Фрагмент источника:
※ ※ ※

В силу многих причин, связанных с особенно глубоким кризисом либерального государства в Италии в первые послевоенные годы, фашистский режим приходит здесь к власти уже в октябре 1922 г., а к середине 20-х гг. складывается уже вполне сформировавшаяся тоталитарная модель. Однако многие итальянские историки (И. Монтанелли, П. Баньоли и др.) полагают, что либеральное государство (1870-1922 гг.) не реализовалось в Италии в такой мере, как в других странах Западной Европы и США. Этому особенно способствовало то, что его отличительными чертами являлись: крайняя разобщенность и аморфность либерального движения; позднее оформление политических партий как резервуаров формирования интеллектуальной и политической элиты; глубокие корни сектантской и заговорщической традиции, сложившейся вследствие ранней потери Италией национальной независимости; слабость традиций парламентаризма и конституционализма, а также политической культуры нации; несостоявшаяся Реформация. Ностальгию по либеральному государству итальянское общество испытывало отчасти уже в годы "черного двадцатилетия", но особенно после второй мировой войны, включая и сегодняшний день.

※ ※ ※

Сохранённый материал
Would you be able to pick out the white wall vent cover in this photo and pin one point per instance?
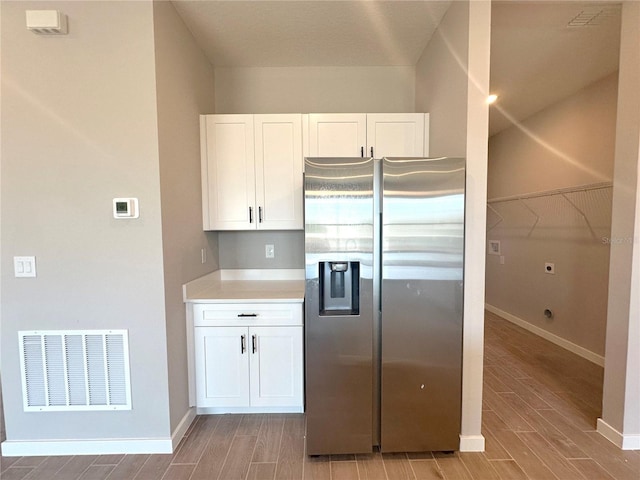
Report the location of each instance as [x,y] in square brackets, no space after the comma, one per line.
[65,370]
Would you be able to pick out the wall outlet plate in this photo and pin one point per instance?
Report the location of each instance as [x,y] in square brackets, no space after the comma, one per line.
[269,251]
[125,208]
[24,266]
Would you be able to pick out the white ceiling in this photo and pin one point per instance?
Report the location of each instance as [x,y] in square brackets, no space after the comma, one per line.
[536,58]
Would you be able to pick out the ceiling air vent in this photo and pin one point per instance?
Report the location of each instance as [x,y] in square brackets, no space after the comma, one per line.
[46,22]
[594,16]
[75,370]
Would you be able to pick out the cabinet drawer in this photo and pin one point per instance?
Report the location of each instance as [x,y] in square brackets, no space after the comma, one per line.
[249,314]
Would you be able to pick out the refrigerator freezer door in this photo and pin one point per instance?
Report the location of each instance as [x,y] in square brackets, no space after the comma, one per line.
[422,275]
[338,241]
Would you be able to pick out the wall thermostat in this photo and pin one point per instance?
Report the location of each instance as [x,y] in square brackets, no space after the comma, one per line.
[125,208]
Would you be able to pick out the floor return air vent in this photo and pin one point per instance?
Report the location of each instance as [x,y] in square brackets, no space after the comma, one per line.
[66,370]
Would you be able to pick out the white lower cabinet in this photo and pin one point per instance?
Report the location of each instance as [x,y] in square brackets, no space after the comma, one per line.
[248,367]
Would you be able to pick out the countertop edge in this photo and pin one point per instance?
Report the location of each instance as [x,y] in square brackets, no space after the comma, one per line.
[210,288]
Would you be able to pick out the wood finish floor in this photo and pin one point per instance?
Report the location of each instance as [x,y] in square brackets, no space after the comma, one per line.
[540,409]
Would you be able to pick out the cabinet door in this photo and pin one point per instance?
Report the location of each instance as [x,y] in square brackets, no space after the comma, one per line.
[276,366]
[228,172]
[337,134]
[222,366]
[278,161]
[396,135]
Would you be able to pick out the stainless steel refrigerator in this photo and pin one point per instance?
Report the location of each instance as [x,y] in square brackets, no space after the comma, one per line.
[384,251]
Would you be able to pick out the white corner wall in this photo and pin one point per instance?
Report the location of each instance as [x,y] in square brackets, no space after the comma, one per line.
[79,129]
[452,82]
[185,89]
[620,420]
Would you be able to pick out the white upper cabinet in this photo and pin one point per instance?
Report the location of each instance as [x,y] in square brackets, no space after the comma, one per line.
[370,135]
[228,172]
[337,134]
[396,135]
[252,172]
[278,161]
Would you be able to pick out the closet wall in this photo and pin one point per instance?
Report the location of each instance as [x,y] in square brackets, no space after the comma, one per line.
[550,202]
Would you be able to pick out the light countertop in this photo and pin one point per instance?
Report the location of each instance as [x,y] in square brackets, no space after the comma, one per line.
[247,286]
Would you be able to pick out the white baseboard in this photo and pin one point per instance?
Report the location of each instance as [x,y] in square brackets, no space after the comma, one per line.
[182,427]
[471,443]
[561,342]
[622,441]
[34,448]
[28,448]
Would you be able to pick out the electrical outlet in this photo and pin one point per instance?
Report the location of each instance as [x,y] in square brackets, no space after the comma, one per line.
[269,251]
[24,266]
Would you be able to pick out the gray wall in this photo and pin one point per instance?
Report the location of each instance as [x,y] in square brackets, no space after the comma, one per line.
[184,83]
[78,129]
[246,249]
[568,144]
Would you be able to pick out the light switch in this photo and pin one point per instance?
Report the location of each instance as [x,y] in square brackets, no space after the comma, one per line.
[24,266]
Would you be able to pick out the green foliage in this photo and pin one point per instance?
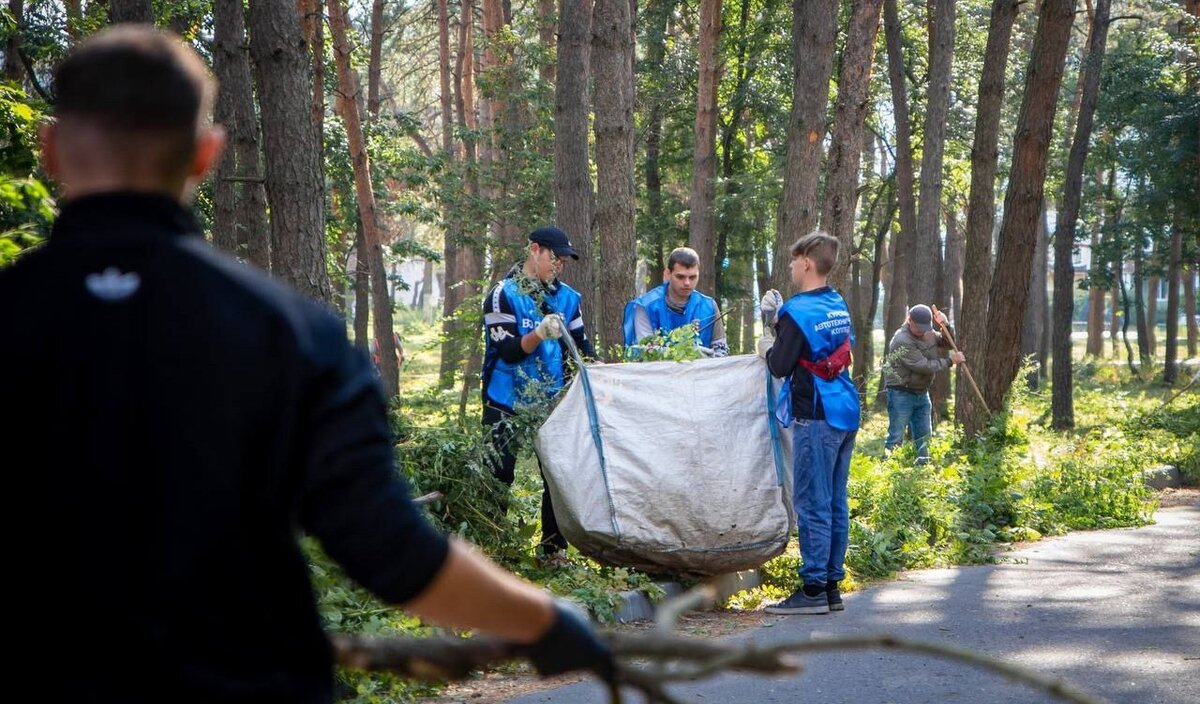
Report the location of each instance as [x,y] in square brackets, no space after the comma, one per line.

※ ※ ※

Ваша задача: Воспроизведите дословно и полностью текст о кризисе либерального государства в Италии и установлении фашистского режима.

Результат:
В силу многих причин, связанных с особенно глубоким кризисом либерального государства в Италии в первые послевоенные годы, фашистский режим приходит здесь к власти уже в октябре 1922 г., а к середине 20-х гг. складывается уже вполне сформировавшаяся тоталитарная модель. Однако многие итальянские историки (И. Монтанелли, П. Баньоли и др.) полагают, что либеральное государство (1870-1922 гг.) не реализовалось в Италии в такой мере, как в других странах Западной Европы и США. Этому особенно способствовало то, что его отличительными чертами являлись: крайняя разобщенность и аморфность либерального движения; позднее оформление политических партий как резервуаров формирования интеллектуальной и политической элиты; глубокие корни сектантской и заговорщической традиции, сложившейся вследствие ранней потери Италией национальной независимости; слабость традиций парламентаризма и конституционализма, а также политической культуры нации; несостоявшаяся Реформация. Ностальгию по либеральному государству итальянское общество испытывало отчасти уже в годы "черного двадцатилетия", но особенно после второй мировой войны, включая и сегодняшний день.